▶ _PROBLEMI E COMPITI_
1 > Per favore, ricopia dal brano sulla respirazione la parte che si apre con le parole contenenti "cercare invece di" e si chiude con "carbonica (CO2)!".
2 > Secondo il brano sulla respirazione, quale percentuale di O2 rimane nell'aria espirata?
3 > Riassumi il brano sulla respirazione in tre frasi.

▶ _ESTRATTO DELLA PAGINA_
——

sull’utilità di riempire bene i polmoni di aria/O2. Se nell’ambito
dell’alimentazione il principio del “meno è meglio” si è ormai
affermato da tempo, per il respiro si
continua invece a pensare che per far arrivare O2 ai tessuti sia
sufficiente riempire bene d’aria i polmoni. In realtà invece
l’O2, per essere utile, deve arrivare laddove deve svolgere il suo
lavoro, e cioè nelle cellule; non necessariamente la quantità di O2
introdotto nei polmoni corrisponde a quella che alla fine arriva alle
cellule per produrvi energia (respirazione interna).
Nonostante
i problemi d’inquinamento, e nonostante la riduzione con l’età
della capacità polmonare, la quantità di O2 che introduciamo nei
polmoni con la respirazione è normalmente più che sufficiente, tanto
è vero che ne utilizziamo solo un terzo e ne espelliamo con
l’espirazione gli altri due terzi (l’aria atmosferica inspirata
contiene O2 nella percentuale del 20% circa, e nell’aria espirata vi
è ancora un 14% di O2). Se ne deve dedurre che, più che aumentare la quantità o la percentuale di O2 dell’aria che
s’inspira, è importante (salvo casi eccezionali e di emergenza
in cui si deve ricorrere alla bombola di ossigeno)
cercare invece di sollecitare l’aumento della quantità d’aria che
dai polmoni passa al sangue, e poi dal sangue ai tessuti, che sono la
destinazione finale dell’ O2. In particolare per quest’ultimo,
cruciale passaggio, si verificano spesso dei problemi perché i globuli
rossi del sangue, invece di “scaricare” l’ O2 che portano,
cedendolo ai tessuti, continuano in un certo senso a “tenerselo
stretto”, non lasciandolo andare dove dovrebbe per svolgere la sua
funzione di produzione di energia, e cioè nelle cellule dei tessuti
dei vari organi (cuore, cervello, ecc.). E questo accade perché
l’organismo è carente di una sostanza essenziale atta a dare il
segnale dell’“esigenza di ossigeno” nei tessuti: l’anidride
carbonica (CO2)!
A
questo punto il discorso si complica, poiché, in particolare in questo
periodo di “effetto serra” e di disfunzioni ambientali,
Veniamo
ora al secondo luogo comune, e cioè “è meglio non interferire sulla
respirazione, l’organismo si autoregola nel modo migliore”. Sebbene
abbia anch’io la massima ammirazione per tale capacità e riconosca
che la regolazione automatica del respiro sia, in effetti, un meccanismo
fondamentale sul quale non interferire alla leggera, bisogna tener
presente che le nostre condizioni di vita sono oggi meno naturali e si
pecca, forse, di eccessivo ottimismo quando si conta solo sui riflessi
”naturali” e automatici dell’organismo.

——

▶ _DATI FORNITI_

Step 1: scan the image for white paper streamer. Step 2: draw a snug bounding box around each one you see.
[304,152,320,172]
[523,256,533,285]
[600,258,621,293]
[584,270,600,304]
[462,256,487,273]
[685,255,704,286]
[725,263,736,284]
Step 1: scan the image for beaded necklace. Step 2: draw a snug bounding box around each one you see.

——

▶ _LE TUE RISPOSTE_
1 >
cercare invece di sollecitare l’aumento della quantità d’aria che
dai polmoni passa al sangue, e poi dal sangue ai tessuti, che sono la
destinazione finale dell’ O2. In particolare per quest’ultimo,
cruciale passaggio, si verificano spesso dei problemi perché i globuli
rossi del sangue, invece di “scaricare” l’ O2 che portano,
cedendolo ai tessuti, continuano in un certo senso a “tenerselo
stretto”, non lasciandolo andare dove dovrebbe per svolgere la sua
funzione di produzione di energia, e cioè nelle cellule dei tessuti
dei vari organi (cuore, cervello, ecc.). E questo accade perché
l’organismo è carente di una sostanza essenziale atta a dare il
segnale dell’“esigenza di ossigeno” nei tessuti: l’anidride
carbonica (CO2)!

2 > Il 14%.

3 > Dell'O2 che introduciamo nei polmoni ne utilizziamo solo un terzo ed espelliamo gli altri due terzi, quindi più che aumentarne la quantità inspirata conviene favorire il passaggio dell'aria dai polmoni al sangue e poi ai tessuti. Spesso i globuli rossi non cedono l'O2 ai tessuti perché all'organismo manca l'anidride carbonica, la sostanza che segnala l'esigenza di ossigeno. Pur ammirando l'autoregolazione del respiro, chi scrive ritiene che, date le condizioni di vita odierne meno naturali, affidarsi solo ai riflessi automatici sia forse eccessivo ottimismo.